-- start Passage --
Learning from constraints

Learning from constraints

In July, Alex ⧉, Sonia ⧉, Steven ⧉ and I ⧉, attended the 2nd International Summer School on Deep Learning ⧉ in the beautiful city of Genoa ⧉ in North-West Italy.

From all of the lectures, I was particularly intrigued by Constrained Learning and Reasoning with Constraints, a 3 part session delivered by Marco Gori ⧉, Professor of computer science at the University of Siena Artificial Intelligence Lab ⧉.

The lectures started by highlighting two main schools of thought. On the one hand, we have formal logic and symbolic reasoning (Artificial Intelligence) and on the other, we have optimisation and statistics (Machine learning). Whilst there have been significant advancements in machine learning, especially with respect to deep learning (the context of the lectures), these advancements have been very narrow and specialised with respect to the domain of Artificial Intelligence. In light of these different schools of thought, the idea (and subject of Professor Gori’s research) is to find a way to unify formal logic (AI) and machine learning.
-- end Passage --
▶ Set task: Write the next part of the constrained-learning post, picking up after its final sentence. The listing that comes next is separate material, unrelated to the constrained-learning post.
-- start Given material --
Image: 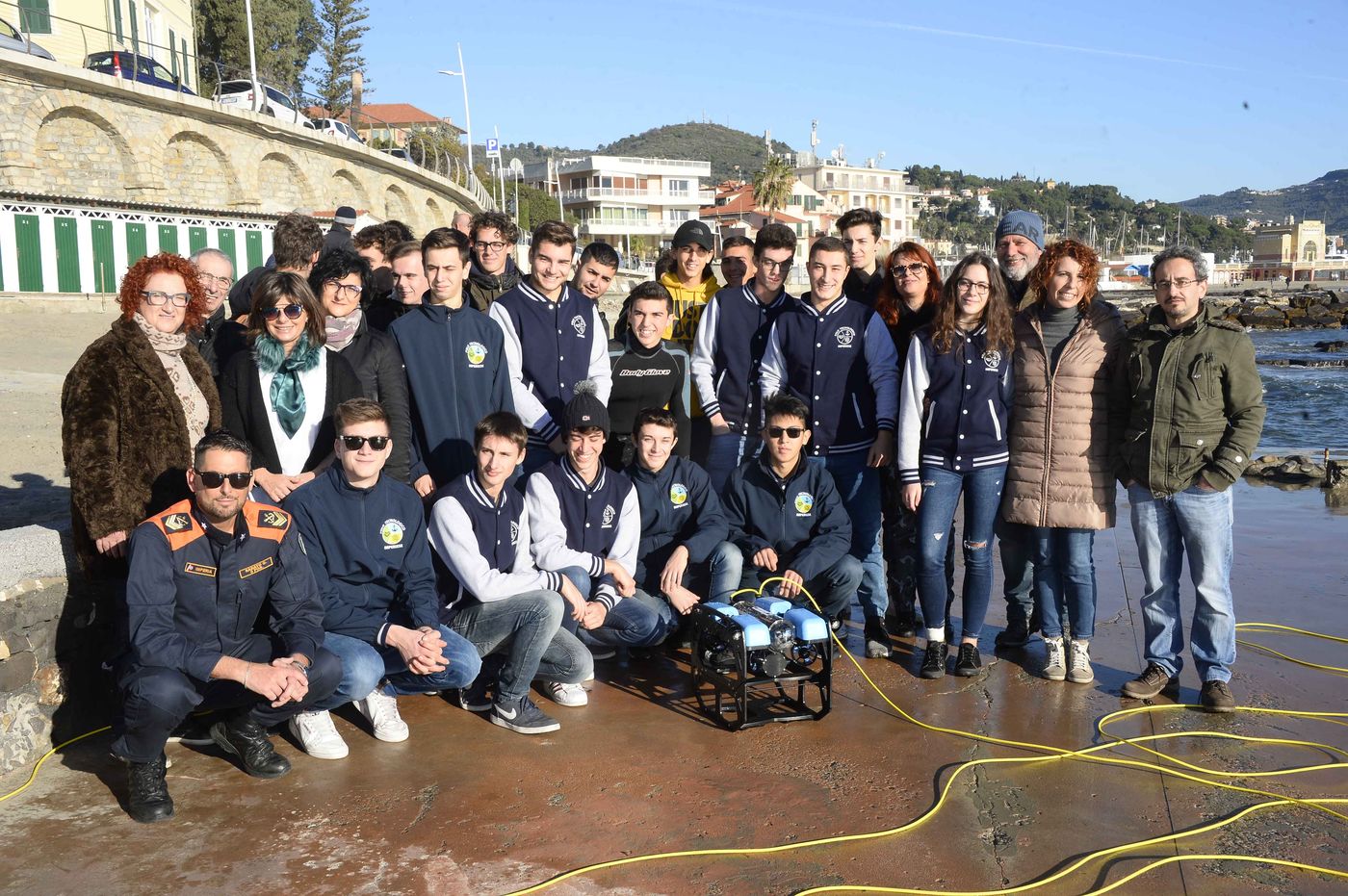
-- end Given material --
▶ Result of the task:
Compiling FOL into real valued functions

The trouble is that the two areas are based upon incompatible mathematical frameworks. Specifically, the world of abstract reasoning defined in First Order Logic ⧉ (FOL) is not immediately compatible with the world of machine learning which operates with real valued functions. To bridge this gap, the proposal is to make use of triangular norms (t-norms) used in the field of fuzzy logic as to coerce knowledge and constraints expressed in FOL into real-valued functions.

The idea is to be able to inject prior, symbolic knowledge into a machine learning process.

For example, to convert a logical conjunction \(p \wedge q\) into a real valued function, it is possible to take the product \(p \cdot q\). To convert logical disjunction, \(p \vee q\), it is possible to take a product \(p+q - p \cdot q\) or use, among others, Łukasiewicz logic: \(min(1, p+q)\). Negation \(\neg p\) can be expressed as \(1 - p\). As such, a communication protocol forms a bridge between the two areas.

I found this idea to be very elegant.

For example, given the proposition \(\forall x \quad a(x) \wedge b(x) \Rightarrow c(x)\), we can map or “compile” into a real valued function by first converting the implication into a conjunction by applying some propositional logic equivalence laws:

\[\begin{matrix} & \forall x \quad a(x) \wedge b(x) \Rightarrow c(x) & \\ \equiv & \neg (a(x) \wedge b(x)) \vee c(x) & \text{by implication} \\ \equiv & \neg (\neg \neg (a(x) \wedge b(x)) \vee \neg c(x)) & \text{by De Morgan's law} \\ \equiv & \neg (a(x) \wedge b(x) \wedge \neg c(x)) & \text{by double negation.} \end{matrix}\]

Now, given that we can map conjunction and negation, we can extract a real-valued equivalent:

\[f_a(x) f_b(x) (1 - f_c(x)) = 0.\]

So, before \(a(x)\) represented a boolean predicate, it is now represented by a real valued function \(f_a(x)\) such that there is now a degree of \(a\) and a degree of satisfaction, in terms of the real-valued constraint.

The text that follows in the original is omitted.